▶ PASSAGE PROVIDED
━━━━━━━━━━━━━━━━━━━━━━━━━━━━━━
In still another aspect of the present invention, a method of self calibration of a wireless LAN communication device for communication with an access point of a LAN, includes steps of: entering a self-calibration mode when the wireless LAN communication device is powered up; transmitting a transmit signal containing a packet stream at an initial transmit power level, wherein the packet stream comprises at least one packet and the transmit power level of the transmit signal is monitored subsequent to the transmission of each packet; monitoring a transmit power level of the transmit signal; adjusting the transmit power level of the transmit signal by a step size so as not to exceed a predetermined maximum allowable transmit power level; and adjusting the transmit power level to a desired transmit power level.
━━━━━━━━━━━━━━━━━━━━━━━━━━━━━━
▶ DATA PROVIDED
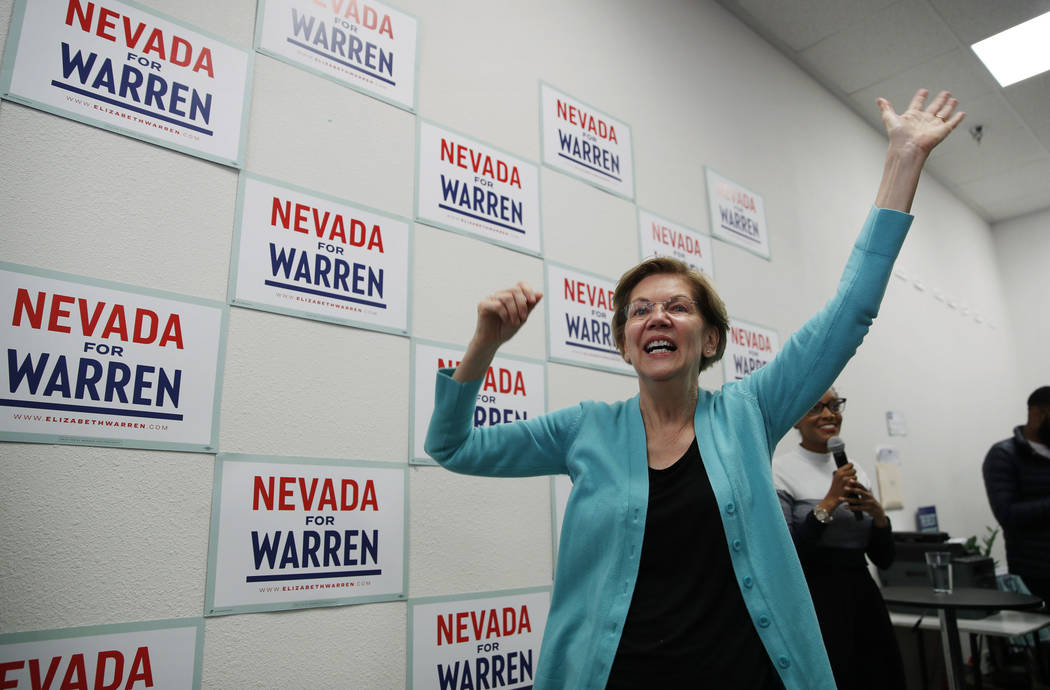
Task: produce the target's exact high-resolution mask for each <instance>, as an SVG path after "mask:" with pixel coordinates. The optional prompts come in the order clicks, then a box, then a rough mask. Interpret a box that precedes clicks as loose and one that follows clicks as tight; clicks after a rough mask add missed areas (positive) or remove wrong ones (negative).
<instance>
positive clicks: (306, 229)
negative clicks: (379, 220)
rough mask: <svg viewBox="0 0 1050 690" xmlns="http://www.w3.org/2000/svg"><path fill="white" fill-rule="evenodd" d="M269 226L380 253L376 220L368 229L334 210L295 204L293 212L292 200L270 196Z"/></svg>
mask: <svg viewBox="0 0 1050 690" xmlns="http://www.w3.org/2000/svg"><path fill="white" fill-rule="evenodd" d="M270 225H271V226H273V227H274V228H276V227H278V226H279V227H281V228H285V229H286V230H294V231H295V232H301V233H302V234H304V235H314V236H317V237H320V238H321V239H327V241H328V242H338V243H341V244H343V245H351V246H353V247H363V248H364V249H365V250H369V251H371V250H373V249H375V250H376V251H378V252H379V253H380V254H382V253H383V231H382V228H380V227H379V224H378V223H377V224H375V225H373V226H372V230H371V231H370V230H369V229H367V227H366V226H365V224H364V222H363V221H359V219H357V218H354V217H351V218H349V219H348V218H345V217H344V216H343V215H342V214H341V213H339V212H337V211H329V210H325V209H318V208H314V207H313V206H309V205H307V204H298V203H297V204H295V206H294V212H293V206H292V202H289V201H283V200H281V198H279V197H277V196H274V197H273V203H272V205H271V207H270ZM348 228H349V232H348Z"/></svg>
━━━━━━━━━━━━━━━━━━━━━━━━━━━━━━
▶ PARTS OF THE EXERCISE
A: In the passage on wireless LAN self-calibration, when does the communication device enter the self-calibration mode?
B: Continue the passage on wireless LAN self-calibration from its last sentence.

▶ LIST OF ANSWERS
A: It enters the self-calibration mode when the wireless LAN communication device is powered up.

B:
In yet another aspect of the present invention, a method of self calibration of a wireless LAN communication device for communication with an access point of a LAN, includes steps of: entering a self-calibration mode when the wireless LAN communication device is powered up; transmitting a transmit signal containing a packet stream at an initial transmit power level, wherein the packet stream comprises at least one standard data packet and the transmit power level of the transmit signal is monitored subsequent to the transmission of each standard data packet; monitoring a transmit power level of the transmit signal; adjusting the transmit power level of the transmit signal by a step size, wherein the adjusting is performed by setting a transmit gain using a control voltage adjustment determined according to a transmit gain variation so as to make the step size as large as possible without exceeding a predetermined maximum step size, whereby the transmit power level is adjusted so as not to exceed a predetermined maximum allowable transmit power level; and adjusting the transmit power level to a desired transmit power level, wherein the transmit power level is adjusted to a higher desired transmit power level by setting the transmit gain for the higher desired transmit power level, and wherein the transmit power level is adjusted to a lower desired transmit power level by shifting bits in a digital-to-analog converter and setting the transmit gain for a higher transmit power level.
These and other features, aspects and advantages of the present invention will become better understood with reference to the following drawings, description and claims.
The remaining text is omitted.